Your objective. Copy out the final stretch of the listing: the line that contains "Would you be so kind as to point out the distant" and all lines after it, exactly as they appear.

The records.
___
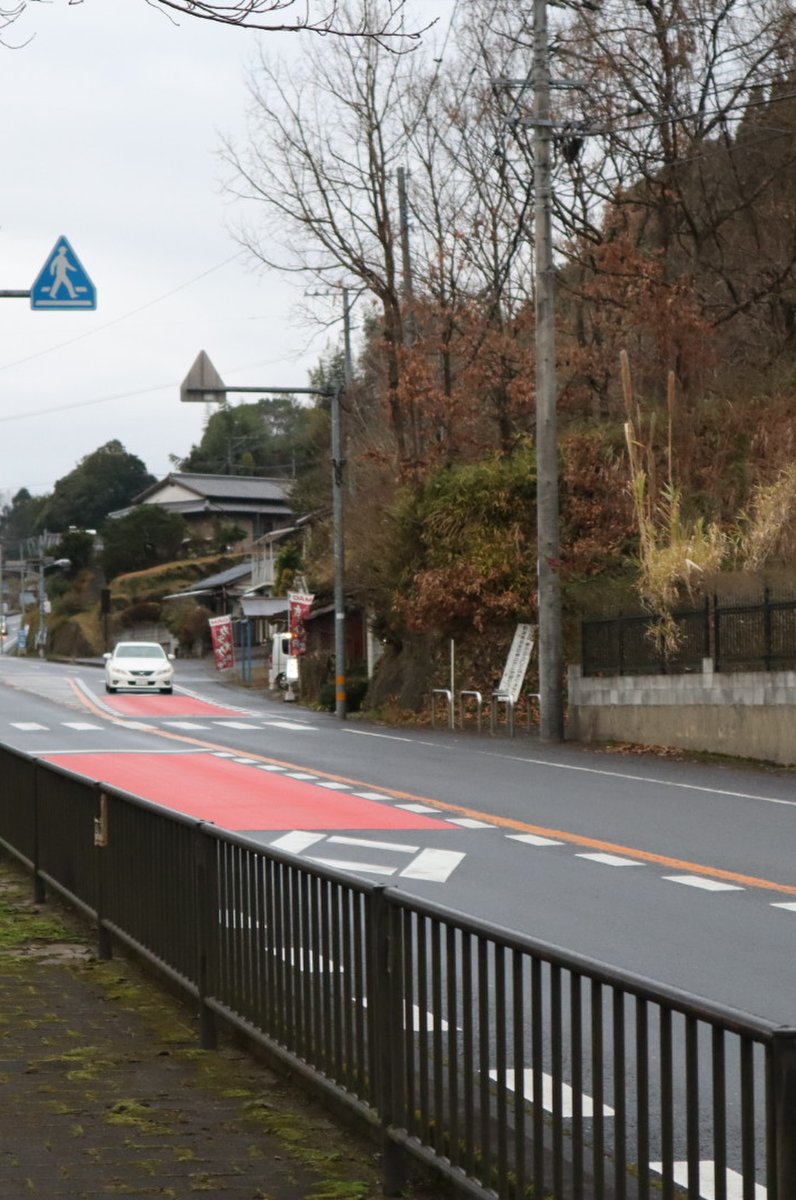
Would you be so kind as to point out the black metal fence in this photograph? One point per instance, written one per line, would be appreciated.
(738, 636)
(506, 1065)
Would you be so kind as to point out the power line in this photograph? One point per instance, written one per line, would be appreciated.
(117, 321)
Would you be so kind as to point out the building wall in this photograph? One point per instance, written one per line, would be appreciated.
(746, 714)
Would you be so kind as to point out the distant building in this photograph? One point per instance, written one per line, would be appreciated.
(257, 505)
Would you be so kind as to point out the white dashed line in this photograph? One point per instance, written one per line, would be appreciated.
(432, 865)
(701, 881)
(707, 1181)
(341, 864)
(533, 839)
(297, 840)
(289, 725)
(610, 859)
(399, 847)
(587, 1104)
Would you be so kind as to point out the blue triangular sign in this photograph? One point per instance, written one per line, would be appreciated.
(63, 281)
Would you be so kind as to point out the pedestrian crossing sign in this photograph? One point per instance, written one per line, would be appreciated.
(63, 281)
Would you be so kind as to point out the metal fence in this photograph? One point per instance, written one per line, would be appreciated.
(510, 1067)
(743, 636)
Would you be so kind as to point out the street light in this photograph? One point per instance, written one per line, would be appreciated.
(45, 564)
(204, 384)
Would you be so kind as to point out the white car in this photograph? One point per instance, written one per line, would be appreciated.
(139, 666)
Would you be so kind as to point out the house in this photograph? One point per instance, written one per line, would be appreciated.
(258, 505)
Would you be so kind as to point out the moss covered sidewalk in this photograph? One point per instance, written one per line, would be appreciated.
(103, 1090)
___
Solution.
Would you be so kind as to point out the distant building in this photograph? One point per instance, written one per line, would be appreciated.
(257, 505)
Would you be so kind as to point out the white dashed line in this photograph? One point per instance, written one per line, would be appreciated.
(432, 865)
(701, 881)
(707, 1181)
(341, 864)
(533, 839)
(297, 840)
(289, 725)
(610, 859)
(399, 847)
(587, 1104)
Would you be so kind as to point out the blue triangular sign in this photograph? One point per instance, written one per line, would be appreciated.
(63, 281)
Would you be so kind as to point out the pedestrian crossing sign in this photograph? One point per instance, written one per line, would be appreciated.
(63, 281)
Would you be so kind as to point out the metal fence in this photograph? One point per instance, written one per line, would be appreciated.
(510, 1067)
(743, 636)
Would you be so kind as to point out the street light in this photograph? One point per instance, written one per line, would be appreciated.
(45, 564)
(204, 384)
Would you be so kind as to point out the white car in this photograph? One point per instance, written one per line, would be appreciated.
(139, 666)
Would you be so kind as to point out the house in this photograph? One point per instance, written one per line, would be appreciated.
(258, 505)
Would you be so kind as to point out the moss covered sidewalk in this photograph? One point per instance, written one per line, would be appreciated.
(103, 1090)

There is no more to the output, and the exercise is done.